● THE REQUEST: Will you quote only the lines starting at the one that contains "Where can the half-timbered" and ending with the last line of the listing below, inclusive?

::: RECORDS SHOWN

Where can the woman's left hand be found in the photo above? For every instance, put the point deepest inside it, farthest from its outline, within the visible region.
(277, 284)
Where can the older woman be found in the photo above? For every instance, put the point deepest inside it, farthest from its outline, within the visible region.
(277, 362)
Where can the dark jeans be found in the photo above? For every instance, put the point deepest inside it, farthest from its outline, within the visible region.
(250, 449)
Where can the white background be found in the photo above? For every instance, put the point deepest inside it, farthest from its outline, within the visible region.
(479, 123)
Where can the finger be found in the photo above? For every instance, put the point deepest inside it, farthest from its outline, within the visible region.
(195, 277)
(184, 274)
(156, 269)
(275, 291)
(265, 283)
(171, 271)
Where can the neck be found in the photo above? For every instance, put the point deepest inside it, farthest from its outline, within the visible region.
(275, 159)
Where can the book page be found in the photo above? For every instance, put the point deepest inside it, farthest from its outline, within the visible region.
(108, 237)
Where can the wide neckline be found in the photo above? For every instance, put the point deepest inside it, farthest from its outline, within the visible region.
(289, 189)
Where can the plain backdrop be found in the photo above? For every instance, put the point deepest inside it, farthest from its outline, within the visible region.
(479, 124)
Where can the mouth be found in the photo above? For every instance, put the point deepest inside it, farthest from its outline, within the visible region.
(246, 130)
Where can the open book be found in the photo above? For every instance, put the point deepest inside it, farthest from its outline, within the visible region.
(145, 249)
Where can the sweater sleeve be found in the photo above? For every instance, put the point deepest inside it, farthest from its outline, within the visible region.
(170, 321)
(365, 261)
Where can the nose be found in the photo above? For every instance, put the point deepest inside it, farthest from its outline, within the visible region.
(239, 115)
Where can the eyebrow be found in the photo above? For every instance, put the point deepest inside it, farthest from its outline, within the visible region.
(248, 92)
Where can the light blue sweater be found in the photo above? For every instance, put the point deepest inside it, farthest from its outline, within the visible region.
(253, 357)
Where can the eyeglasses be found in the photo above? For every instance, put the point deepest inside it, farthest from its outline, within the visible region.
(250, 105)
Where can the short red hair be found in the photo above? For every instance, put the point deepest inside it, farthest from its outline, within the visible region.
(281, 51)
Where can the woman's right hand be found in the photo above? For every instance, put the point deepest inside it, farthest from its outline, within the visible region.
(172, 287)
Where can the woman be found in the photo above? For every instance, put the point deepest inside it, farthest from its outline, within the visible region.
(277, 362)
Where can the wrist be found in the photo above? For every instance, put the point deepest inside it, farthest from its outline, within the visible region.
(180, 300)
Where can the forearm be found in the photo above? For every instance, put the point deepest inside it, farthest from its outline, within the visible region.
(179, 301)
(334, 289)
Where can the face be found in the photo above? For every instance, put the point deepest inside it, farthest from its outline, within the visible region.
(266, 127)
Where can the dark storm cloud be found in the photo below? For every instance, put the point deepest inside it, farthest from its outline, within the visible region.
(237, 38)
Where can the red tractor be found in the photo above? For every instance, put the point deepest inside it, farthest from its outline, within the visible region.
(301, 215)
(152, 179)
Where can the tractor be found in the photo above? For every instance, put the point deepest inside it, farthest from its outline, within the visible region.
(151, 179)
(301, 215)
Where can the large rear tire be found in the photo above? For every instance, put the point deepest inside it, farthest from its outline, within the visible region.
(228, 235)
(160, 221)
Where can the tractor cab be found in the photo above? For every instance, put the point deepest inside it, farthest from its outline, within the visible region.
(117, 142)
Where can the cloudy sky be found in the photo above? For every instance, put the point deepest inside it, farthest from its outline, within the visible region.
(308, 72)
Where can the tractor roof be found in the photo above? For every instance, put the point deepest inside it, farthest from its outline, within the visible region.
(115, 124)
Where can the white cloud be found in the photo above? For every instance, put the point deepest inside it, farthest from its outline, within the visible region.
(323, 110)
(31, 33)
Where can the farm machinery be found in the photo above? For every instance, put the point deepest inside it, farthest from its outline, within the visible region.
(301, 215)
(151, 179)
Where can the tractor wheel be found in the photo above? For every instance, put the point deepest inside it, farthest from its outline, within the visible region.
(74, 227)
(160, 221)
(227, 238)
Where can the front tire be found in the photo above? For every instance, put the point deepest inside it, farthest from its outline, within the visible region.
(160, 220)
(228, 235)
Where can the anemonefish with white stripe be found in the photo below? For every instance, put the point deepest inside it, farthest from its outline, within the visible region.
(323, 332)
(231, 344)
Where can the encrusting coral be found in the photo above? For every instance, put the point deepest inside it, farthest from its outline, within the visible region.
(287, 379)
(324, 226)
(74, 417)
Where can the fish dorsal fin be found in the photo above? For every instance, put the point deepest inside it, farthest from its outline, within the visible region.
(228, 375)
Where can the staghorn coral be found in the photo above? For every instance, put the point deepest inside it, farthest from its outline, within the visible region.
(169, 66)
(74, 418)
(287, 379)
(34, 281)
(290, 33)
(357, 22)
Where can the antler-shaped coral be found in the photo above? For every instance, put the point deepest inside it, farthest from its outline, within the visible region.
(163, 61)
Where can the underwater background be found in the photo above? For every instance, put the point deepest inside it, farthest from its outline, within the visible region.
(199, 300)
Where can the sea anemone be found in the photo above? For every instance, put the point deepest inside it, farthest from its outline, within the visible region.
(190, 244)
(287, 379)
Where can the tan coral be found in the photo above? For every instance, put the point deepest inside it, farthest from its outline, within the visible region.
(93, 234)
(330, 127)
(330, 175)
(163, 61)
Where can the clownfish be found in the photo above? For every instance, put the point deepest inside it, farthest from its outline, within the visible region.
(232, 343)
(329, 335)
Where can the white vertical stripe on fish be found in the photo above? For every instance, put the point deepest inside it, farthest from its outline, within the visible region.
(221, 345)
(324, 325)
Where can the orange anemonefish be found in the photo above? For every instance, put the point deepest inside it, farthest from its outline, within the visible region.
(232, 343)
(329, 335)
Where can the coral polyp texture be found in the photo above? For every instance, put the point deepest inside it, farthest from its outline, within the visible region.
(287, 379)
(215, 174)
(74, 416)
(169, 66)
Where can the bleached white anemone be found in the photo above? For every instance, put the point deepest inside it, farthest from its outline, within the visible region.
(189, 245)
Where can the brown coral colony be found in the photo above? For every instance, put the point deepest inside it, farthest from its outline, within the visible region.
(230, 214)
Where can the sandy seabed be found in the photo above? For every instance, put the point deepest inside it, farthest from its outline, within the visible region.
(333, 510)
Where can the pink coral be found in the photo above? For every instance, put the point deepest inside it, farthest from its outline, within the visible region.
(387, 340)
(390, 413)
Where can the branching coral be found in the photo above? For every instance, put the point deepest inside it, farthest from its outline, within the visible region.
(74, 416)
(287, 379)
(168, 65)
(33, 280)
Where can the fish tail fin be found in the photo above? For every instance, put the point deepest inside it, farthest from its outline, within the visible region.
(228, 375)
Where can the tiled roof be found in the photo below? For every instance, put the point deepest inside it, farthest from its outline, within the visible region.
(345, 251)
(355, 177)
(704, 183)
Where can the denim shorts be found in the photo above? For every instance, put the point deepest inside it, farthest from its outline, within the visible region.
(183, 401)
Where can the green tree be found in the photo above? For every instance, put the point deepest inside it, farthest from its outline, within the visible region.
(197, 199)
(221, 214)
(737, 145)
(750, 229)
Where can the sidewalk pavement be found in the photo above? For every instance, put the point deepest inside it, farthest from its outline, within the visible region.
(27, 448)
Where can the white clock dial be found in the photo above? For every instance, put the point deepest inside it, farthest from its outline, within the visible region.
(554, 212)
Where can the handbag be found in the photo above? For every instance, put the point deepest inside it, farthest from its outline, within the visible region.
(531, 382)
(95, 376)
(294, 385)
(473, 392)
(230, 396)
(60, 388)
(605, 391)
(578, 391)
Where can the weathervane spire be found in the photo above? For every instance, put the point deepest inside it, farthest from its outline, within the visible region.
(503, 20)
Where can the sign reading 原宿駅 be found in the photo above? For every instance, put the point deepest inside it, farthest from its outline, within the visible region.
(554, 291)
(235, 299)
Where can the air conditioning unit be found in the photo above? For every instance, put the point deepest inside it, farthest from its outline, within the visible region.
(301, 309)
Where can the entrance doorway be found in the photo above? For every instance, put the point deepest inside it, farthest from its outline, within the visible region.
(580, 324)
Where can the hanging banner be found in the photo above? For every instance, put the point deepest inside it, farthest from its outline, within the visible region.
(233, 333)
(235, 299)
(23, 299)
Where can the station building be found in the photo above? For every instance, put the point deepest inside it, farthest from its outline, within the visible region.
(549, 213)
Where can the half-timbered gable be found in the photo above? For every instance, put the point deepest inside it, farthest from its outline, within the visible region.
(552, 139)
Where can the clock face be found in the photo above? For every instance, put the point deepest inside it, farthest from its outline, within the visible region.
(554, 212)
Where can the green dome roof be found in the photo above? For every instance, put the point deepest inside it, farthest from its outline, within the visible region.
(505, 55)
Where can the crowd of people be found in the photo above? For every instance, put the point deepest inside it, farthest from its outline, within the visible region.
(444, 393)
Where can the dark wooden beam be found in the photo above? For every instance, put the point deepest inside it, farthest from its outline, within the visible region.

::::::

● COMPLETE OUTPUT:
Where can the half-timbered gable be found in the photo above? For every instance, put the point deepest inside it, farthest from its outline, within the visible region.
(552, 139)
Where can the clock face be found in the photo above? For every instance, put the point deepest inside it, farthest from its outline, within the visible region.
(554, 212)
Where can the green dome roof be found in the photo above? For every instance, put the point deepest inside it, farthest from its outline, within the visible region.
(505, 55)
Where can the crowd of people be found in the photo above? For every instance, put the point deepest inside it, farthest from its outline, within the visible region.
(444, 393)
Where can the dark wooden beam be found in the photo above? For every instance, put the point deepest inside it, farthest from its outline, within the visible region.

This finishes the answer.